#### Work instructions:
Return only the line that contains "of the sepia" and each line after it, through the last line of the data below, copied exactly.

#### Supplied records:

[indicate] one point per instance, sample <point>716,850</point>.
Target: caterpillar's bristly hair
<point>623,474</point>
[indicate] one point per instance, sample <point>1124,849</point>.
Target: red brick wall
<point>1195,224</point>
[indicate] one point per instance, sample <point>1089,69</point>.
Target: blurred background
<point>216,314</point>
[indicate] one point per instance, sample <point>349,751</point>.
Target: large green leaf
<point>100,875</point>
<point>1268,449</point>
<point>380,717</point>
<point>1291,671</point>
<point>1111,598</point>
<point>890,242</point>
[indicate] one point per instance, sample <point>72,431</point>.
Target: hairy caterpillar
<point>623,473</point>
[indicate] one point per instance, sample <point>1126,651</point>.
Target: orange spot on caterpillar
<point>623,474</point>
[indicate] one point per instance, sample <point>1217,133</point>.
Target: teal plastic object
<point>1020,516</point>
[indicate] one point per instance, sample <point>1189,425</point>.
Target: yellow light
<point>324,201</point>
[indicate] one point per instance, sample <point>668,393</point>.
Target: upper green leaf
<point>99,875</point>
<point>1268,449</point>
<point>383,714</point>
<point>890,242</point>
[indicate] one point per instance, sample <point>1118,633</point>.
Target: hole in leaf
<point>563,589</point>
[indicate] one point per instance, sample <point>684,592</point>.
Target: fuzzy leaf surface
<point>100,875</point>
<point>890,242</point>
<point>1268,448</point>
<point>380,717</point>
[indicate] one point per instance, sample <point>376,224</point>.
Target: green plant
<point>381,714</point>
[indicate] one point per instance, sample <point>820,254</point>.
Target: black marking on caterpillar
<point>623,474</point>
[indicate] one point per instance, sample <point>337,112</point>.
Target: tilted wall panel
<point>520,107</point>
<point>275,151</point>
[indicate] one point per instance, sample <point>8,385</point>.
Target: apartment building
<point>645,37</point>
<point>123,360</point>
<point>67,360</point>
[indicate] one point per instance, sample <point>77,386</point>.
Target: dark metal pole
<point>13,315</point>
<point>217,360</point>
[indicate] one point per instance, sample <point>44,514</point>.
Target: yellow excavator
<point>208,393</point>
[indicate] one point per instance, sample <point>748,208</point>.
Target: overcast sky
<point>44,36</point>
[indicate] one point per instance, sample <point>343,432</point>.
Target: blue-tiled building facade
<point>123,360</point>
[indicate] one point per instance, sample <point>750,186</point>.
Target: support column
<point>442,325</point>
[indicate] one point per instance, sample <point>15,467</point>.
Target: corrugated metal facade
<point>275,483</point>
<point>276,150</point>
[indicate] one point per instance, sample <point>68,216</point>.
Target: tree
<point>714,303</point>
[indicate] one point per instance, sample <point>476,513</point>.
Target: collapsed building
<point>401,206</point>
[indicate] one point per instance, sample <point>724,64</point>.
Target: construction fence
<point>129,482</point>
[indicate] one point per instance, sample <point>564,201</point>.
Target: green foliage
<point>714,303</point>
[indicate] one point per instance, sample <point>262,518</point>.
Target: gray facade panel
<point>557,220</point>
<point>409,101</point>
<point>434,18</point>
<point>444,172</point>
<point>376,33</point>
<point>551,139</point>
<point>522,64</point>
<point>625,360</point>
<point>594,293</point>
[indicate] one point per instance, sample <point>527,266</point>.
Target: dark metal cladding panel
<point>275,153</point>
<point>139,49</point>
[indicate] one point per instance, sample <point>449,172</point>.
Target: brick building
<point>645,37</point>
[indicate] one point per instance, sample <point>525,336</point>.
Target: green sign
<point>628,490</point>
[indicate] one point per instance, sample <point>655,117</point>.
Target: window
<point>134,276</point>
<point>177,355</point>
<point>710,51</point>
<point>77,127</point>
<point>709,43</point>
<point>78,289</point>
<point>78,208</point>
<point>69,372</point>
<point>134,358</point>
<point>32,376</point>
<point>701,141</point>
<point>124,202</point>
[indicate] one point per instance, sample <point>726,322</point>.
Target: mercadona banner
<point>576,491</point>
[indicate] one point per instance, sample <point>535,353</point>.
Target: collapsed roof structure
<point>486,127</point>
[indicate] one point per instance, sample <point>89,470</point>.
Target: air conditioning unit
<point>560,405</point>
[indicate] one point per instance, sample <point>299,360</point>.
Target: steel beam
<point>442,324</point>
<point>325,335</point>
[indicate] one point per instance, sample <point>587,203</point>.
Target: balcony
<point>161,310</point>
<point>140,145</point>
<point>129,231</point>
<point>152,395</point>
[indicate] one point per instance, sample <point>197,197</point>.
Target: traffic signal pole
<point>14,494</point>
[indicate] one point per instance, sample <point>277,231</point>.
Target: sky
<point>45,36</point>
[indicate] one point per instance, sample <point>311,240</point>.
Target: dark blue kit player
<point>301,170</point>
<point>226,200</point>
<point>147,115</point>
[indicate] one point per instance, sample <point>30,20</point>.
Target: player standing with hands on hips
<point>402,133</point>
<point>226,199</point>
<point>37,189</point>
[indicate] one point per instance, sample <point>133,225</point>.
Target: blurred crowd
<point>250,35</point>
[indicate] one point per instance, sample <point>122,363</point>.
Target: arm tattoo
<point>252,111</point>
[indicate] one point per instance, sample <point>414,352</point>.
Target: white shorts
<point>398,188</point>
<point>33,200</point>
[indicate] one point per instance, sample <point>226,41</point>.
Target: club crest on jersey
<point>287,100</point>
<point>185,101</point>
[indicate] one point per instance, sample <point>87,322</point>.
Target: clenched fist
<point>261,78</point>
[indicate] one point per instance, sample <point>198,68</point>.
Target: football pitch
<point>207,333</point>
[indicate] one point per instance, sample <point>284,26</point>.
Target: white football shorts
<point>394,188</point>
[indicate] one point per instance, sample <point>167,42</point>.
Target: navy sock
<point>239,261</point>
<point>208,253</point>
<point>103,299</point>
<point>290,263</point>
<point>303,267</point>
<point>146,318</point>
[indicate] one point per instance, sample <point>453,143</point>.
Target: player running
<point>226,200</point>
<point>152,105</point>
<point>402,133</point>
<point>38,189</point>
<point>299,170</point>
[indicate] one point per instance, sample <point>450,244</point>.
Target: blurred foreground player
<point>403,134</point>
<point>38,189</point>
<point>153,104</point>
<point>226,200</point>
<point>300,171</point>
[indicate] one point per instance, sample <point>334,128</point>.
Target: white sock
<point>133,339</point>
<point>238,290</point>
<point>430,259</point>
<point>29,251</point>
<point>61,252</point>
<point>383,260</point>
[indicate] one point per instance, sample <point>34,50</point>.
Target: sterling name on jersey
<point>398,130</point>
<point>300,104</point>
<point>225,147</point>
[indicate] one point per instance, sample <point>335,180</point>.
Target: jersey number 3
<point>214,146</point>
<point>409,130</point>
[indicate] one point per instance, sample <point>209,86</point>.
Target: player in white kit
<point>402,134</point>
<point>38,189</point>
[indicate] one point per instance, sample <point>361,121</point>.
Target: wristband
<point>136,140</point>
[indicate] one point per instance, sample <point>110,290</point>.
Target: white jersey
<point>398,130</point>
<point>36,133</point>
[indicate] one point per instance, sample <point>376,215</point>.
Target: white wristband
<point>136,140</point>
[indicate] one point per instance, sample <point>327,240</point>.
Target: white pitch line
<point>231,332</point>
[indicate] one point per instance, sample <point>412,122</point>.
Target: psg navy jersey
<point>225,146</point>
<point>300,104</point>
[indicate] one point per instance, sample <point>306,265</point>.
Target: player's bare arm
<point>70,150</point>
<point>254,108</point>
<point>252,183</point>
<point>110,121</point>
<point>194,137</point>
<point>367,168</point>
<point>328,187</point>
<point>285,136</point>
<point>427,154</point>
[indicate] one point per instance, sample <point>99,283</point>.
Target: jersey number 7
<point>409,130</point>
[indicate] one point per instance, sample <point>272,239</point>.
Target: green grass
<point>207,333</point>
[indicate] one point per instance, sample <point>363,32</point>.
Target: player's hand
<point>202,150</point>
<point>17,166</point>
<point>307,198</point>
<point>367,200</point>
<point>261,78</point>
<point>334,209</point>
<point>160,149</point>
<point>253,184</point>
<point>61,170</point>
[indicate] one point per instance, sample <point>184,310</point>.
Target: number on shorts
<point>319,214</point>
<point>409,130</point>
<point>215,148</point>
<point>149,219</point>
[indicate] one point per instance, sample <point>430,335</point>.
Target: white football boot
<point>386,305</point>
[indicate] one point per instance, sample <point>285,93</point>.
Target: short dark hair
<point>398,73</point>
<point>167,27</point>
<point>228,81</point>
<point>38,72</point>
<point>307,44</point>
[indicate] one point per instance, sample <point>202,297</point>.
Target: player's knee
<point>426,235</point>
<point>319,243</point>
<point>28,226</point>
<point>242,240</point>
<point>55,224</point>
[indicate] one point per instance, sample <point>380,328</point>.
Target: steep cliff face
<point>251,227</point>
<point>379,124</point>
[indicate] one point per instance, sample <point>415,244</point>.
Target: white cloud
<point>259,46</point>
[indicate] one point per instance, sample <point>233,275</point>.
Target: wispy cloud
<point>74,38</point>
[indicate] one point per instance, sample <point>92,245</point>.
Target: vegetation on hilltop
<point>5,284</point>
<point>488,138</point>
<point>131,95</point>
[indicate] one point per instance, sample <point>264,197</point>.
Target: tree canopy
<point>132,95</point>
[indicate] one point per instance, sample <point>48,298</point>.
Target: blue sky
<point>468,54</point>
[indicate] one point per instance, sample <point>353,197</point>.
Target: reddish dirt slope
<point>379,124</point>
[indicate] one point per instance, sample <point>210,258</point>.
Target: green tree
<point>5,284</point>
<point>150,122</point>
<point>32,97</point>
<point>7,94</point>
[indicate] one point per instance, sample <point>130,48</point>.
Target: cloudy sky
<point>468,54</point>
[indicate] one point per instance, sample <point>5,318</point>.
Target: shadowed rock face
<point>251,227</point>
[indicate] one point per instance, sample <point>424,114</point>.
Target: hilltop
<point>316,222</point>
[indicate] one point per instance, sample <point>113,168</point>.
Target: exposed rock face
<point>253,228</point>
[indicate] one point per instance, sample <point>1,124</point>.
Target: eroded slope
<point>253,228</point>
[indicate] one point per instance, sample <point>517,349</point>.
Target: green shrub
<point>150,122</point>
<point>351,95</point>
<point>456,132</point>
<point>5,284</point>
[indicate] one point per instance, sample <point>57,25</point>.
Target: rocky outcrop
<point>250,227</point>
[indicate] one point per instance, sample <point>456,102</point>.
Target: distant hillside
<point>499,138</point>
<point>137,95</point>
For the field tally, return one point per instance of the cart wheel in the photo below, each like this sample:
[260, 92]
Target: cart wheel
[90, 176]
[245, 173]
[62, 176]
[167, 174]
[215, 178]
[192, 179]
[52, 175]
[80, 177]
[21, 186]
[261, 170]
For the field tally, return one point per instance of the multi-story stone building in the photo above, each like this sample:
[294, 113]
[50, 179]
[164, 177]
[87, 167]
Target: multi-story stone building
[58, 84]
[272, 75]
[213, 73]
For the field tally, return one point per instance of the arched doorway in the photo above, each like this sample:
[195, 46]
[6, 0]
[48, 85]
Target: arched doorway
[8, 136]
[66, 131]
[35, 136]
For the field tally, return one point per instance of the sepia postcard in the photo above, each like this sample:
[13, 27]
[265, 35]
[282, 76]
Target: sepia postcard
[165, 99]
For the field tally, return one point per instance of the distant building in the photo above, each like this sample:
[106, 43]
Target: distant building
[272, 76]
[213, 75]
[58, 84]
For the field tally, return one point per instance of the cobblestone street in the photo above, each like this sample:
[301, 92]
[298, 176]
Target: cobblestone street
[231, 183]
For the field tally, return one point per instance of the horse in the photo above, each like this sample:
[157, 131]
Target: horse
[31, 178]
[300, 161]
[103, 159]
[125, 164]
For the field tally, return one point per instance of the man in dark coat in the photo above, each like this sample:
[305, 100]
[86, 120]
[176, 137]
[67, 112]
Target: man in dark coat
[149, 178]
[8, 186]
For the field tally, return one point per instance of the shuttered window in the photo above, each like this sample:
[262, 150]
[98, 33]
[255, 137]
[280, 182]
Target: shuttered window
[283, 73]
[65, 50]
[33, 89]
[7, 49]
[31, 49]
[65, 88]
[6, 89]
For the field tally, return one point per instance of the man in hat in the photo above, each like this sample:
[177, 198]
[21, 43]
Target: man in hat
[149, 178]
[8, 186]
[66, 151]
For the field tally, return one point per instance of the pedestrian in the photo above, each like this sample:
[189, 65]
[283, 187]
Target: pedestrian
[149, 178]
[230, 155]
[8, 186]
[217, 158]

#### Answer to this task:
For the field tally, return one point per instance of the sepia postcard in the photo above, each like this sample:
[13, 27]
[265, 35]
[282, 76]
Target: sepia postcard
[165, 99]
For the field tally, return one point per instance of the distant building in the photo above, each like this sample:
[106, 43]
Target: distant building
[272, 76]
[213, 75]
[58, 84]
For the field tally, return one point per instance of the cobblestone street in the photo above, each like this sample:
[301, 92]
[298, 176]
Target: cobblestone street
[231, 183]
For the field tally, return one point per instance of the horse in the photo above, each like this sample:
[157, 131]
Target: horse
[31, 178]
[300, 161]
[103, 159]
[125, 164]
For the field tally, return one point per instance of the man in dark coat in the photo above, each like this sample:
[305, 100]
[86, 120]
[176, 137]
[67, 112]
Target: man in dark coat
[149, 178]
[8, 186]
For the field tally, return one point per instance of the shuttered window in the photo above, each like this sample:
[262, 150]
[98, 33]
[255, 137]
[280, 182]
Target: shuttered window
[283, 73]
[65, 50]
[33, 89]
[7, 49]
[31, 49]
[65, 88]
[6, 89]
For the field tally, return one point per instance of the man in hat in the photo above, each like this sample:
[177, 198]
[21, 43]
Target: man in hat
[149, 178]
[8, 186]
[66, 151]
For the field tally, return one point per instance of the pedestrian in the photo above, each like this sample:
[189, 65]
[283, 187]
Target: pedestrian
[149, 178]
[230, 155]
[8, 186]
[217, 158]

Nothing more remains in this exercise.